• _Selected text_:
* start *
I have a struct with pathbuf as one of its field,
struct A {
pub first: bool,
pub path: PathBuf,
}
Then path can have invalid utf-8 characters as linux allow to create files and folder with invalid utf-8 characters.
I am using rmp_serde::to_vec_named() to get vec from the struct object.
But, In case of path with invalid utf-8 characters, it is crashing with Error : SerdeEncodeMspack(Syntax("path contains invalid UTF-8 characters")).
Is there any way to encode a struct with invalid utf-8 charcters without skipping it?
Thanks in advance
You don't have to change the data type stored in the field. It's sufficient to use #[serde(with = …)] and pass a custom function that calls .as_os_str() on the PathBuf then serializes the returned OsStr.
Using .as_os_str() means that you can't deserialize on windows a path serialized on unix and vice versa. OsStr is encoded as if it is enum OsStr { Unix(Vec<u8>), Windows(Vec<u16>) } and deserializing the wrong variant for the current platform will return an error. Path on the other hand is serialized as UTF-8 string which can be deserialized on all platforms. It also means that OsStr is not human readable even for human readable formats like JSON, while Path is.
The idea to take a mostly-but-not-quite-UTF8 path on Unix, serialize it to some common representation, and deserialize that representation to a mostly-but-not-quite-UTF16 path on Windows, losslessly, and get a meaningful result, is at best quite dubious.
Yes, I believe that's possible on all major platforms, not only Linux.
But you can make a blanket statement about what your library/application supports. If you're making open source software, you are not obligated to support every use case out there.
It's perfectly reasonnable to get back to your users complaining about that with "please change your process so you don't end up with invalid utf-8 character, I don't and won't support those".
The readme of camino has lots of justification and counter examples.
* end *
• _Extracted records_:
* start *
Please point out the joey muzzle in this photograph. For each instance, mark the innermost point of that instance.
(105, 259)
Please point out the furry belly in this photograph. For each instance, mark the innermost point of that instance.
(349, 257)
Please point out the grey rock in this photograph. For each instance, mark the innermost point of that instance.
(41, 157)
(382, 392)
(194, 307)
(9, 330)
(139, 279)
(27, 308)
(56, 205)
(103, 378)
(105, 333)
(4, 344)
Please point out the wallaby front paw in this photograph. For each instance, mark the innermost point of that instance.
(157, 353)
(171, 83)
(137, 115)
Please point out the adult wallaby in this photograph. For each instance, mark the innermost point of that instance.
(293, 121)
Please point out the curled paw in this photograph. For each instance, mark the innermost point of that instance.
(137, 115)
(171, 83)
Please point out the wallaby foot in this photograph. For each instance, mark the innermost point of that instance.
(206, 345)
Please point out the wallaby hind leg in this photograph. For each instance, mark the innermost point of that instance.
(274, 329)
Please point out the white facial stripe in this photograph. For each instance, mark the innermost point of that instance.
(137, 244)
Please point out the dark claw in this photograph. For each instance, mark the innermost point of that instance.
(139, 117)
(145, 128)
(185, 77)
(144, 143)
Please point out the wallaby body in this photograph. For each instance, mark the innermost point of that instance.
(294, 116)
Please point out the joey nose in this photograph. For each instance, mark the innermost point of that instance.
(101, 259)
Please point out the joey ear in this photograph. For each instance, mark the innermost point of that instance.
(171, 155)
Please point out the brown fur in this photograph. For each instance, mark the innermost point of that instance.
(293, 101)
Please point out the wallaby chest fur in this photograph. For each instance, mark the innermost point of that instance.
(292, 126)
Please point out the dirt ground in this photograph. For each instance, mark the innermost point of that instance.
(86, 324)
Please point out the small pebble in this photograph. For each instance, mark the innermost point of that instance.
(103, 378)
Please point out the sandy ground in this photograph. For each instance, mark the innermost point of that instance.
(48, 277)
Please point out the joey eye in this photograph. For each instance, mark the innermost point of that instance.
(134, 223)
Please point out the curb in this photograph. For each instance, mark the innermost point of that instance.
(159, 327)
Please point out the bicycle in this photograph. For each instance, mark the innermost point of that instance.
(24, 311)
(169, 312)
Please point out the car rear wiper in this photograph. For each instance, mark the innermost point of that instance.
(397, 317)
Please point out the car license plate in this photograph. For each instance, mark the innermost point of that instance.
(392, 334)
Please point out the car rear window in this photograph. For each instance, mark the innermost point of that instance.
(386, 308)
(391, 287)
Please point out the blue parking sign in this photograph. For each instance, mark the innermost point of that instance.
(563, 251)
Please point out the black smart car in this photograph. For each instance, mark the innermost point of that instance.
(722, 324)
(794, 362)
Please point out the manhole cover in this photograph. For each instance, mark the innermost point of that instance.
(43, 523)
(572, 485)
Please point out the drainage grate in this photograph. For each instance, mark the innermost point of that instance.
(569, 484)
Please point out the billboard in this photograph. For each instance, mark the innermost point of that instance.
* end *
• _Stated problem_: Write out the part of the PathBuf serialization thread between "But you can" and "and counter examples.", inclusive, swapping "open source software" for "free software".

• _Solution_:
But you can make a blanket statement about what your library/application supports. If you're making free software, you are not obligated to support every use case out there.
It's perfectly reasonnable to get back to your users complaining about that with "please change your process so you don't end up with invalid utf-8 character, I don't and won't support those".
The readme of camino has lots of justification and counter examples.